== RECORD LIST

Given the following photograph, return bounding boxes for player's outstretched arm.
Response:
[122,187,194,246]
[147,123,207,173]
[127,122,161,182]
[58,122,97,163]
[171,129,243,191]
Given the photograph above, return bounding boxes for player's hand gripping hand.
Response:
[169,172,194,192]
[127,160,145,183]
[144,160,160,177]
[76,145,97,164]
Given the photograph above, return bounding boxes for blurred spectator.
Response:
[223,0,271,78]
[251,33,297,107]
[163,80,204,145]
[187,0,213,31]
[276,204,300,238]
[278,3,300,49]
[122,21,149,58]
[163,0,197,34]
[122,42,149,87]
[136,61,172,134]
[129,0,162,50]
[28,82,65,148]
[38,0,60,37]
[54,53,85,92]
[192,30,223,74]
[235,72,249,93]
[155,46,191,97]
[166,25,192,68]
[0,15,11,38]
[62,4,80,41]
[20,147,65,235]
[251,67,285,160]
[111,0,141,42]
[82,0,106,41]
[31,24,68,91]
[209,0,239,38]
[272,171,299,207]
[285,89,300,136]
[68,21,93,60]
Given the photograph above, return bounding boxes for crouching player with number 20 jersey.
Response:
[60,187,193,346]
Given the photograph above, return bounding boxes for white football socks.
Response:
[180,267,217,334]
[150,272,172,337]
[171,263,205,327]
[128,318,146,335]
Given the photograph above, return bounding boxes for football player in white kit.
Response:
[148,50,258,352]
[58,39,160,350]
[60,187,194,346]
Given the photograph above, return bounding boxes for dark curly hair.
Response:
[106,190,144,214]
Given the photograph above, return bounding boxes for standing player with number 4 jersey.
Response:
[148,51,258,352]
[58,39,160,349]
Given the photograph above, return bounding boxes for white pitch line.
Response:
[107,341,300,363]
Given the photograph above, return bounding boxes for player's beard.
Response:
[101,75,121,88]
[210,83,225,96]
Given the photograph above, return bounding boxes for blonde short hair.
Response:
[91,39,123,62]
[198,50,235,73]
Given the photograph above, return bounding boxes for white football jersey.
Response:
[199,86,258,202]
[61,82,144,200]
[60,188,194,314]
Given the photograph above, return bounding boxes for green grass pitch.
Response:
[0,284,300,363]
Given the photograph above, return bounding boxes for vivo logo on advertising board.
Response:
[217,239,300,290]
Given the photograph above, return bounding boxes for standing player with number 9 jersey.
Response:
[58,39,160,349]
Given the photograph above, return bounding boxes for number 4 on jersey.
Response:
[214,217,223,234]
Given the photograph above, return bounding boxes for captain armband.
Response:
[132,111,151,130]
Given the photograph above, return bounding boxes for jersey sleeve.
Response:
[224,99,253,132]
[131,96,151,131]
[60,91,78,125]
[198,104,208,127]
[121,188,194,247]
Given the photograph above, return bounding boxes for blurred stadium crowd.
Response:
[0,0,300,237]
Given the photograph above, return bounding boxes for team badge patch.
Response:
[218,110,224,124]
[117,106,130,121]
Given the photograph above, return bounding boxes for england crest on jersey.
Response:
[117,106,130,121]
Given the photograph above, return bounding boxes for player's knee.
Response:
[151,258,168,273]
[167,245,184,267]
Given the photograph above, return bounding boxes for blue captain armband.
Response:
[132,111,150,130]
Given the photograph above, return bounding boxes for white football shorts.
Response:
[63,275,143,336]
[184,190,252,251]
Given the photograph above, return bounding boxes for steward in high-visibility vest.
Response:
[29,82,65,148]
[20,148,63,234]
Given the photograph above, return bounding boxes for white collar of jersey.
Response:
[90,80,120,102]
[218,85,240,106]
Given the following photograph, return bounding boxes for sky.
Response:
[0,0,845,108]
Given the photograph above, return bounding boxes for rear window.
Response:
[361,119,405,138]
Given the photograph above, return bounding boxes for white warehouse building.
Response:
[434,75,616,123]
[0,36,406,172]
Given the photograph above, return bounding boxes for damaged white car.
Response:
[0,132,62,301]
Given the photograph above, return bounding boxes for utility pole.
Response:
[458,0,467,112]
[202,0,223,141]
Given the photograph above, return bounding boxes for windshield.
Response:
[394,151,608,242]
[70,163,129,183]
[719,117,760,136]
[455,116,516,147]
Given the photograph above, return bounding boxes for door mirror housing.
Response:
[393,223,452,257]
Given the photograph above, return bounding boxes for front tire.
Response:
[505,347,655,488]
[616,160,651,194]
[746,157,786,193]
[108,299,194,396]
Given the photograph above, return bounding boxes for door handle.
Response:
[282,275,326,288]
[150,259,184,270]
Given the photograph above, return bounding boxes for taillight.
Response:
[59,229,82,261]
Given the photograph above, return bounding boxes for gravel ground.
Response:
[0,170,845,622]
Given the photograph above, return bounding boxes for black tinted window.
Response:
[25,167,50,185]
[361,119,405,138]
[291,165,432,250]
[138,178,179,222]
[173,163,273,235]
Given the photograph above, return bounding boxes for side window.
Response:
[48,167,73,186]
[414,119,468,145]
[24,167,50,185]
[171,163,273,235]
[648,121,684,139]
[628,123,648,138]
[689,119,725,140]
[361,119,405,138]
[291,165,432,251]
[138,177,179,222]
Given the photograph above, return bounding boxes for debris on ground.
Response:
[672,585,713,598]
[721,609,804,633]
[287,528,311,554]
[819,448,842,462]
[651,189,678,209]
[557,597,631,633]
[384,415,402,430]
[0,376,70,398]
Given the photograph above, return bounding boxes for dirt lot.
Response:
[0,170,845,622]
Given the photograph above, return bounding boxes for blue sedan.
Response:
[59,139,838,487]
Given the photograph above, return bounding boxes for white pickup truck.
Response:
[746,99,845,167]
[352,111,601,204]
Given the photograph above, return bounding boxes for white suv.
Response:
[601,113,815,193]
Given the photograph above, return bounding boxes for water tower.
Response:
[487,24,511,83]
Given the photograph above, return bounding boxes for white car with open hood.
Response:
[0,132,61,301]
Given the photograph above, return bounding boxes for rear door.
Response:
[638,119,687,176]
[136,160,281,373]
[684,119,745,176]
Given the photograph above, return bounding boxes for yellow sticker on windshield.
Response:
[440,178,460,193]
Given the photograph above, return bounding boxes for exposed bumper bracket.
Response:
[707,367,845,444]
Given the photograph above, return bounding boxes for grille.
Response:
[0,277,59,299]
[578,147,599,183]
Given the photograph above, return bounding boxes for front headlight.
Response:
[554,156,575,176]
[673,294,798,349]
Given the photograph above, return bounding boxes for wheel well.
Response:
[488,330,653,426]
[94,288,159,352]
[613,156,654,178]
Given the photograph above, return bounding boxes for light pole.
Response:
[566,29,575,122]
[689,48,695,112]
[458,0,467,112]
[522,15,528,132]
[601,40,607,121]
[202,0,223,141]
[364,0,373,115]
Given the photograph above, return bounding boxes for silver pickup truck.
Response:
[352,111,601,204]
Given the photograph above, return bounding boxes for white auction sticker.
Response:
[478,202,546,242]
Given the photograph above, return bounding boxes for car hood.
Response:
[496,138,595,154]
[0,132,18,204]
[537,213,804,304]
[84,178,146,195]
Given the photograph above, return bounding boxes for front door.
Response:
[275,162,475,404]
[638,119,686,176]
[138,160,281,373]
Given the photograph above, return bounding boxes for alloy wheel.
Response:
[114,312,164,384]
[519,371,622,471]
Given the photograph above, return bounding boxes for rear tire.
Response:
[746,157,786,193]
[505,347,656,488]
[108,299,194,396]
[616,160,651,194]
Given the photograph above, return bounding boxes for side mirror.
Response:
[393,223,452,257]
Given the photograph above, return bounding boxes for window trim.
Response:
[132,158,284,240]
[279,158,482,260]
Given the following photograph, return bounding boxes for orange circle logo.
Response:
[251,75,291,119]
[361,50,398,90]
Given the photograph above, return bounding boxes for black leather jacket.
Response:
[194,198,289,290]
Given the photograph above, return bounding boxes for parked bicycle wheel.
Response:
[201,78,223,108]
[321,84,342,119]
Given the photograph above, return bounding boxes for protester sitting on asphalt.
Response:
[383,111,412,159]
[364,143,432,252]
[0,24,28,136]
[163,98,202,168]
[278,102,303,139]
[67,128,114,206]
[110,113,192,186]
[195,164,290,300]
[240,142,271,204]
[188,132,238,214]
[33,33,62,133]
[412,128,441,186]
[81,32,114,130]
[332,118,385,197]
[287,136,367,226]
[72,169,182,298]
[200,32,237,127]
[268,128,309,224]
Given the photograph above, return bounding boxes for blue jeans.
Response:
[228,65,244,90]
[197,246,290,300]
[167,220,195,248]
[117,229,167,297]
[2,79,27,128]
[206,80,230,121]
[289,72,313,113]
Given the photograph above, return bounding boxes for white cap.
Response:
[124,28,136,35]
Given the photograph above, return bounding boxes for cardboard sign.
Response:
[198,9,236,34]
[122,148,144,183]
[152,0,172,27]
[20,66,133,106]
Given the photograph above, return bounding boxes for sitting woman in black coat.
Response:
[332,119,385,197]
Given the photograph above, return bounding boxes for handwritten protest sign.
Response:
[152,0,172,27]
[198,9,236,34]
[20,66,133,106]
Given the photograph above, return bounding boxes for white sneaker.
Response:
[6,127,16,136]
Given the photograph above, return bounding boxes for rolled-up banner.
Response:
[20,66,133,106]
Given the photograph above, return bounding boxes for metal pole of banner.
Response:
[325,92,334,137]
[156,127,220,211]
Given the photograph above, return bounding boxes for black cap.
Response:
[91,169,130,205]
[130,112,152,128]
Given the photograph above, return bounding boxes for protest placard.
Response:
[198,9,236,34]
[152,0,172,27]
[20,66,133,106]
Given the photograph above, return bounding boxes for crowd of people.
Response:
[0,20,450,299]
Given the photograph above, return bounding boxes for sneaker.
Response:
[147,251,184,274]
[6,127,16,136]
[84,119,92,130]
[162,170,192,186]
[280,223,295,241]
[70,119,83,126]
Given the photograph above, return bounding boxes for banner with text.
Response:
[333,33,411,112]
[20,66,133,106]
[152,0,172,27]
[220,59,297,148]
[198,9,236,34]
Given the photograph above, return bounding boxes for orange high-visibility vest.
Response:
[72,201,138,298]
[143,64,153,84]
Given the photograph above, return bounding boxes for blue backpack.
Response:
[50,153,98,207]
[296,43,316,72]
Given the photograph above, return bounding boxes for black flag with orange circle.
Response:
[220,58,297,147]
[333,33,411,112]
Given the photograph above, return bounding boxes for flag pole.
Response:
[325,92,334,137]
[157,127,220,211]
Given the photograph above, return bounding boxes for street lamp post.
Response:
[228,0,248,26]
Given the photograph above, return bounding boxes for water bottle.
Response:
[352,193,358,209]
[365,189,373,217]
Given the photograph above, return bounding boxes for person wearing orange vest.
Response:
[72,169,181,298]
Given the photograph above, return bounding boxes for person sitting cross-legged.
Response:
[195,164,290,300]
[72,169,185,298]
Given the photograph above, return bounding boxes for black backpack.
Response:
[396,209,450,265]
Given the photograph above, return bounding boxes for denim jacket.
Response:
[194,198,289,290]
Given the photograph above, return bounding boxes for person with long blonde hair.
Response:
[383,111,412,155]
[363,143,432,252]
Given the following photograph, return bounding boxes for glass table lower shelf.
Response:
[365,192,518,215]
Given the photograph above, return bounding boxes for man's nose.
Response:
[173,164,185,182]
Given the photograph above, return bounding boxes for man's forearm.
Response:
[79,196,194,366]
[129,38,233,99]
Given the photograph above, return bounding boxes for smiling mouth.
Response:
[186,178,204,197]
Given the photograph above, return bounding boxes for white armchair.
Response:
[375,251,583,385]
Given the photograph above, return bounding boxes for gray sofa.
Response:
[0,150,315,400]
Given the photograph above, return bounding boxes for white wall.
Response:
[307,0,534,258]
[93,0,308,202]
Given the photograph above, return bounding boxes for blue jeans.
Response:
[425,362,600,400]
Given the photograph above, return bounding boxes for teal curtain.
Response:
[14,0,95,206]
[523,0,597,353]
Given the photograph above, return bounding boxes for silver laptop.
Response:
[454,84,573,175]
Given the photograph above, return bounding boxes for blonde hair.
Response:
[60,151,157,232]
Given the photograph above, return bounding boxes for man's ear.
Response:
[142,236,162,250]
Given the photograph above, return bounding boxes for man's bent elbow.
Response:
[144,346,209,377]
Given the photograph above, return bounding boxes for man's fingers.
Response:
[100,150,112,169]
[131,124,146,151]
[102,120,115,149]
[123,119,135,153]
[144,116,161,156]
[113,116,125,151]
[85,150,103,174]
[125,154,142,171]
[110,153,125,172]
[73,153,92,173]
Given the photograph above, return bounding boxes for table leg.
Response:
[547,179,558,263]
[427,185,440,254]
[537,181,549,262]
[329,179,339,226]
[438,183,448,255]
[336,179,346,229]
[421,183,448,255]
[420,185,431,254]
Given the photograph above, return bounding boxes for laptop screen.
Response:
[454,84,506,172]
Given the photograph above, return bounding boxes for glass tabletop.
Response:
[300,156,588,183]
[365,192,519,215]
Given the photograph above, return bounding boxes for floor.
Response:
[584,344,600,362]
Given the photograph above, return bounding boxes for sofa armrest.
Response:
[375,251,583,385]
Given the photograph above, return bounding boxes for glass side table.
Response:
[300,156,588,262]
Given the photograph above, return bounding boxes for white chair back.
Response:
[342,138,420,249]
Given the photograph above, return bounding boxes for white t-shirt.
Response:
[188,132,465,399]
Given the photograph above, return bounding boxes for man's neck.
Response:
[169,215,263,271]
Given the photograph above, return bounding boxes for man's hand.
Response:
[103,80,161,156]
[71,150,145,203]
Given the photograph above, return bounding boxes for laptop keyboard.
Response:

====

● **SET EXERCISE**
Output everything from the line containing "for white t-shirt." down to the end of the records as a Markdown table with the columns No. and Text. Number each line in order and leave out any blank lines.

● **RESPONSE**
| No. | Text |
|---|---|
| 1 | Given the photograph above, return bounding boxes for white t-shirt. |
| 2 | Response: |
| 3 | [188,132,465,399] |
| 4 | Given the photograph above, return bounding boxes for man's neck. |
| 5 | Response: |
| 6 | [169,215,263,271] |
| 7 | Given the photograph above, return bounding boxes for man's hand. |
| 8 | Response: |
| 9 | [103,80,161,156] |
| 10 | [71,150,145,203] |
| 11 | Given the photograph above, return bounding boxes for laptop keyboard. |
| 12 | Response: |